● Text segment:
▬▬▬
The program had its downsides, as oversight, especially in places like Fallujah, was often difficult, and managing contracts in a culture where there had never been contracts was problematic to say the least. We now know much of the money was not well spent, with no small amount lost to corruption and theft, something that requires new procedures to improve. But the flexibility and unit-level accountability of this program is vital and should be formalized as a core postconflict tool for U.S. appropriated funds, not just foreign seized assets. Postconflict chaos requires a large-scale infusion of funds by those closest to the action, and the clock is running. 

New Policies and Capabilities

The lack of an operational doctrine for the economic tool in counterinsurgency and postconflict stabilization is a standalone issue that deserves attention. It could, however, be evidence of a more basic issue. If we are to be successful at postconflict stabilization anywhere, core operating assumptions about its place in our national priorities will have to change. Counterinsurgency has always been the doctrinal and operational stepchild to conventional military operations. Its political counterpart, postconflict stabilization, falls similarly behind conventional diplomacy–one of the least funded, most politicized, and least consistently supported enterprises in the foreign affairs realm. For a variety of reasons, none very compelling, the U.S. political-military apparatus has never institutionalized or systematized these approaches. We continue to pay a heavy price for not elevating them to the core place they deserve in our foreign operations.
▬▬▬
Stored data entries

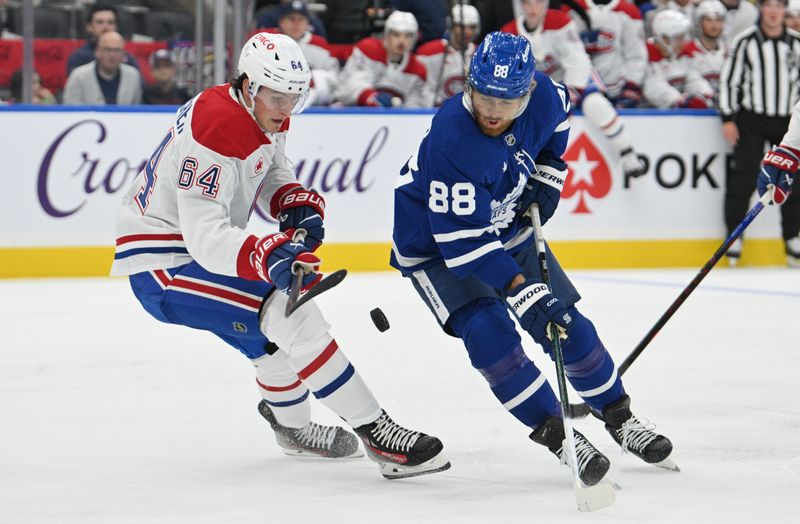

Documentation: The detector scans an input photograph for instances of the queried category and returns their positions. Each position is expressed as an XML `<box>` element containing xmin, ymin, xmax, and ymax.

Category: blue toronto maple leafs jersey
<box><xmin>391</xmin><ymin>71</ymin><xmax>569</xmax><ymax>289</ymax></box>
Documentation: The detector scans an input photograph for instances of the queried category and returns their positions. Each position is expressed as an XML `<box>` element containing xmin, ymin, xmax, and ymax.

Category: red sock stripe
<box><xmin>170</xmin><ymin>278</ymin><xmax>261</xmax><ymax>309</ymax></box>
<box><xmin>256</xmin><ymin>379</ymin><xmax>302</xmax><ymax>393</ymax></box>
<box><xmin>297</xmin><ymin>340</ymin><xmax>339</xmax><ymax>380</ymax></box>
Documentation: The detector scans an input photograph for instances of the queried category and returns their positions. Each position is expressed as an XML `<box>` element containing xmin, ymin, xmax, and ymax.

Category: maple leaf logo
<box><xmin>561</xmin><ymin>133</ymin><xmax>611</xmax><ymax>213</ymax></box>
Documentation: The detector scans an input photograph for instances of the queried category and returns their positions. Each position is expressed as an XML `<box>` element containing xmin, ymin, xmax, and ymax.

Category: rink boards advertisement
<box><xmin>0</xmin><ymin>108</ymin><xmax>782</xmax><ymax>276</ymax></box>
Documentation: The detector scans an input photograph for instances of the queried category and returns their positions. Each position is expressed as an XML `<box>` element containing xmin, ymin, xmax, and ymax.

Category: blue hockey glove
<box><xmin>506</xmin><ymin>278</ymin><xmax>572</xmax><ymax>345</ymax></box>
<box><xmin>278</xmin><ymin>187</ymin><xmax>325</xmax><ymax>251</ymax></box>
<box><xmin>758</xmin><ymin>146</ymin><xmax>800</xmax><ymax>205</ymax></box>
<box><xmin>517</xmin><ymin>159</ymin><xmax>567</xmax><ymax>225</ymax></box>
<box><xmin>251</xmin><ymin>233</ymin><xmax>322</xmax><ymax>294</ymax></box>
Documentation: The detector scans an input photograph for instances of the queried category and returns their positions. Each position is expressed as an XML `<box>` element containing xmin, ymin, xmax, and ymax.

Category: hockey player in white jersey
<box><xmin>569</xmin><ymin>0</ymin><xmax>647</xmax><ymax>107</ymax></box>
<box><xmin>111</xmin><ymin>33</ymin><xmax>450</xmax><ymax>478</ymax></box>
<box><xmin>417</xmin><ymin>4</ymin><xmax>481</xmax><ymax>107</ymax></box>
<box><xmin>500</xmin><ymin>0</ymin><xmax>645</xmax><ymax>177</ymax></box>
<box><xmin>644</xmin><ymin>9</ymin><xmax>714</xmax><ymax>109</ymax></box>
<box><xmin>391</xmin><ymin>32</ymin><xmax>672</xmax><ymax>485</ymax></box>
<box><xmin>757</xmin><ymin>102</ymin><xmax>800</xmax><ymax>268</ymax></box>
<box><xmin>683</xmin><ymin>0</ymin><xmax>728</xmax><ymax>105</ymax></box>
<box><xmin>339</xmin><ymin>11</ymin><xmax>433</xmax><ymax>107</ymax></box>
<box><xmin>278</xmin><ymin>0</ymin><xmax>341</xmax><ymax>106</ymax></box>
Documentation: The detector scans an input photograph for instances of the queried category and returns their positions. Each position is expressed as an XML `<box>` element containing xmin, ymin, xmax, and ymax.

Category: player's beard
▬▬▬
● Required tasks:
a: In the passage on postconflict stabilization, what has counterinsurgency always been in relation to conventional military operations?
b: Render this sentence from the passage on postconflict stabilization in Spanish: "Postconflict chaos requires a large-scale infusion of funds by those closest to the action, and the clock is running."
c: Copy out the passage on postconflict stabilization word for word, everything from "The program had" down to "clock is running.".

● Solution list:
a: It has always been the doctrinal and operational stepchild to conventional military operations.

b: El caos posconflicto requiere una inyección de fondos a gran escala por parte de quienes están más cerca de la acción, y el tiempo corre.

c:
The program had its downsides, as oversight, especially in places like Fallujah, was often difficult, and managing contracts in a culture where there had never been contracts was problematic to say the least. We now know much of the money was not well spent, with no small amount lost to corruption and theft, something that requires new procedures to improve. But the flexibility and unit-level accountability of this program is vital and should be formalized as a core postconflict tool for U.S. appropriated funds, not just foreign seized assets. Postconflict chaos requires a large-scale infusion of funds by those closest to the action, and the clock is running.